***** SOURCE MATERIAL *****

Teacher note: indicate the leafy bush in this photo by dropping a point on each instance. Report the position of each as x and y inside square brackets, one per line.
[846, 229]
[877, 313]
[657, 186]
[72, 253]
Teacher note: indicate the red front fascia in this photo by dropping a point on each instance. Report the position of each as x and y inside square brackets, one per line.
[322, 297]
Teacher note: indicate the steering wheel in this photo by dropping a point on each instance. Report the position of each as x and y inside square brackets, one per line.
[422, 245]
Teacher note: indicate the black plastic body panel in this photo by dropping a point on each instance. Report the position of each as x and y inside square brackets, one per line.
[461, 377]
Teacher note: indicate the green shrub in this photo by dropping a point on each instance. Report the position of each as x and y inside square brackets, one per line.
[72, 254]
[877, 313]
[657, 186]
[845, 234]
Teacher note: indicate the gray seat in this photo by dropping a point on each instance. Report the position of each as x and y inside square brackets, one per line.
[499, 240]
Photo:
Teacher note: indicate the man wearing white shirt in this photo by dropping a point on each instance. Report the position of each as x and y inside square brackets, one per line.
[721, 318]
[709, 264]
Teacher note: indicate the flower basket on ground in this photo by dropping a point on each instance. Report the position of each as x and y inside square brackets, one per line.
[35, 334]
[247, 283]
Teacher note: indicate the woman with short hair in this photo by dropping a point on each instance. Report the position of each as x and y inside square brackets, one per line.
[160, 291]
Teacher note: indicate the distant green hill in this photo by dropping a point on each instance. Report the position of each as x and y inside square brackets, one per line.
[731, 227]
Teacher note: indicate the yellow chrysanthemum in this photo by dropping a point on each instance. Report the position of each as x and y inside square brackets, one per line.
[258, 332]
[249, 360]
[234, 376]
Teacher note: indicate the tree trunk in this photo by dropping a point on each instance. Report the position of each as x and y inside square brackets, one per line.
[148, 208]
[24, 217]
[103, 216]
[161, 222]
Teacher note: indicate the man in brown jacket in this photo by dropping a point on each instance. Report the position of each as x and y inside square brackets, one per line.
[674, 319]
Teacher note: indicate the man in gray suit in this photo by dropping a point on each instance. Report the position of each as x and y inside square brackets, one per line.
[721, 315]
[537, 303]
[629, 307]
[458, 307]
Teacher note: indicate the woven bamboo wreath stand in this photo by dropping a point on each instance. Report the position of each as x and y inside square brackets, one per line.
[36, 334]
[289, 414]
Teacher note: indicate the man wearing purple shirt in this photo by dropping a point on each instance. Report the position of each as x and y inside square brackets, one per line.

*****

### YOUR GOAL
All entries are to be copied exactly as they read.

### ANSWER SPACE
Teacher note: indicate the leafy bush in this photo by dropping a point on each instance. Report the position of each as x and y inside square brackets, one per line.
[846, 229]
[877, 313]
[657, 186]
[72, 253]
Teacher note: indicate the red front fascia in this photo by dropping a point on each instance. Report the position of each as x and y inside square brackets, one per line.
[322, 297]
Teacher note: indicate the steering wheel in this photo by dropping a point on each instance. Report the position of each as x and y inside square brackets, one per line.
[422, 245]
Teacher note: indicate the black plastic body panel in this photo by dropping a point on each instance. Report the position of each as x and y inside square brackets, one per line.
[461, 377]
Teacher note: indicate the green shrub in this photo by dropping a point on each instance. Report the position of each as x and y inside square brackets, one per line.
[72, 254]
[877, 313]
[657, 186]
[845, 234]
Teacher note: indicate the gray seat in this photo by dropping a point on each instance. Report the position of each as x and y inside square brackets, one per line.
[499, 240]
Photo:
Teacher note: indicate the man wearing white shirt in this photo by dropping a point on each instance. Report the position of each as x and y inside square brackets, one per line.
[721, 318]
[709, 264]
Teacher note: indicate the flower basket on ground in this photo by dropping a point on each instance. Report the position of each as x and y inside square brackets, one per line.
[35, 334]
[247, 283]
Teacher note: indicate the woman with short hair in this photo by dropping a point on each instance. Report the position of each as x and y inside square brackets, one per line.
[160, 291]
Teacher note: indicate the distant green hill in this photo by dropping a point on each instance. Report the position of each as x and y inside square brackets, one per line.
[731, 227]
Teacher note: indicate the yellow chrysanthemum in this photo by dropping a point on each instance. Report the position of each as x and y inside square brackets, one per line.
[258, 332]
[249, 360]
[234, 376]
Teacher note: indicate the tree trunk in this photo by dropping a point on each instance. Report the position of each as x and y inside square brackets, one per line.
[148, 208]
[24, 217]
[103, 216]
[161, 222]
Teacher note: indicate the man in brown jacket in this photo by dropping a point on each instance. Report the position of each as x and y inside square brackets, one per line.
[674, 319]
Teacher note: indicate the man in gray suit in this photo by dropping a point on each instance. Report the position of each as x and y inside square brackets, one per line.
[721, 315]
[537, 303]
[629, 307]
[458, 307]
Teacher note: indicate the woven bamboo wreath stand in this photo by dropping a point on each instance. Report the position of each as x and y inside square brackets, one per line.
[36, 334]
[289, 414]
Teacher note: indicate the man wearing purple shirt in this photo by dropping a point on each instance. Report the position of each as x and y inside square brackets, one per line.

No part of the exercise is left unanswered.